━━ GIVEN PASSAGE ━━
TimeMixer

Decomposable Multi-Scale Mixing for Time Series Forecasting

Overview

TimeMixer is a state-of-the-art time series forecasting model that uses series decomposition and multi-scale mixing to capture both trend and seasonal patterns. It employs a decomposable architecture that separates trend and seasonal components, then applies multi-scale mixing operations to learn complex temporal patterns.

Key Features

Series Decomposition: Separates trend and seasonal components using moving average or DFT decomposition
Multi-Scale Mixing: Captures patterns at different time scales through downsampling layers
Reversible Instance Normalization: Optional normalization for improved training stability
Channel Independence: Supports both channel-dependent and channel-independent processing
Flexible Architecture: Configurable encoder layers, downsampling, and decomposition methods
Efficient: Designed for multivariate time series forecasting with linear complexity

Parameters

seq_len (int): Input sequence length (number of lookback steps). Must be positive.
pred_len (int): Prediction horizon (forecast length). Must be positive.
n_features (int): Number of time series features. Must be positive.
d_model (int, default=32): Model dimension (hidden size).
d_ff (int, default=32): Feed-forward network dimension.
e_layers (int, default=4): Number of encoder layers.
dropout (float, default=0.1): Dropout rate between 0 and 1.
decomp_method (str, default='moving_avg'): Decomposition method ('moving_avg' or 'dft_decomp').
moving_avg (int, default=25): Moving average window size for trend extraction.
top_k (int, default=5): Top-k frequencies for DFT decomposition.
channel_independence (int, default=0): 0 for channel-dependent, 1 for independent processing.
down_sampling_layers (int, default=1): Number of downsampling layers.
down_sampling_window (int, default=2): Downsampling window size.
down_sampling_method (str, default='avg'): Downsampling method ('avg', 'max', or 'conv').
━━━
━━ DATA PROVIDED ━━
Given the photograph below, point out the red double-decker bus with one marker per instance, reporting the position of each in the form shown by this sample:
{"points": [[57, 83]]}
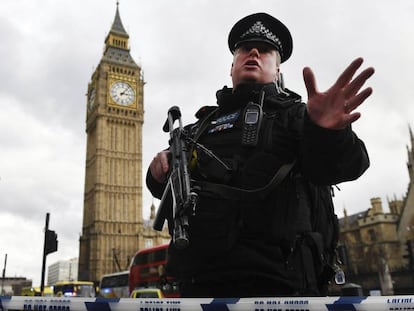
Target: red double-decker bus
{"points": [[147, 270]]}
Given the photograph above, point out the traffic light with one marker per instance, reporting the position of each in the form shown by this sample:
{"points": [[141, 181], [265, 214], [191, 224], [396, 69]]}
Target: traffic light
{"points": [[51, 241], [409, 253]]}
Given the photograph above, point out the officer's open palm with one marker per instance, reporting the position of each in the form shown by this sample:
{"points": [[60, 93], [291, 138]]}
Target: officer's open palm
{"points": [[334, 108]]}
━━━
━━ DATA PROVIDED ━━
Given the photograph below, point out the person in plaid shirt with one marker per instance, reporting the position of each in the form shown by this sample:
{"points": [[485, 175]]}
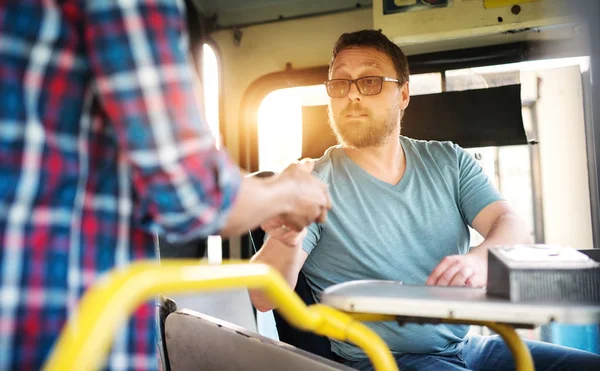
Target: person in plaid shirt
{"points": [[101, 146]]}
━━━
SHORT EXERCISE 1:
Condense the paragraph of the TimeMixer documentation that begins "TimeMixer is a state-of-the-art" into one shorter sentence that keeps its main facts.
SHORT EXERCISE 2:
Reproduce the part of the TimeMixer documentation starting at "d_ff (int, default=32): Feed-forward" and ending at "('avg', 'max', or 'conv').", substituting "window length" for "window size" wherever it occurs.
The material above is separate from the TimeMixer documentation.

COMPLETE RESPONSE 1:
TimeMixer is a state-of-the-art time series forecasting model whose decomposable architecture separates trend and seasonal components and then applies multi-scale mixing to learn complex temporal patterns.

COMPLETE RESPONSE 2:
d_ff (int, default=32): Feed-forward network dimension.
e_layers (int, default=4): Number of encoder layers.
dropout (float, default=0.1): Dropout rate between 0 and 1.
decomp_method (str, default='moving_avg'): Decomposition method ('moving_avg' or 'dft_decomp').
moving_avg (int, default=25): Moving average window length for trend extraction.
top_k (int, default=5): Top-k frequencies for DFT decomposition.
channel_independence (int, default=0): 0 for channel-dependent, 1 for independent processing.
down_sampling_layers (int, default=1): Number of downsampling layers.
down_sampling_window (int, default=2): Downsampling window length.
down_sampling_method (str, default='avg'): Downsampling method ('avg', 'max', or 'conv').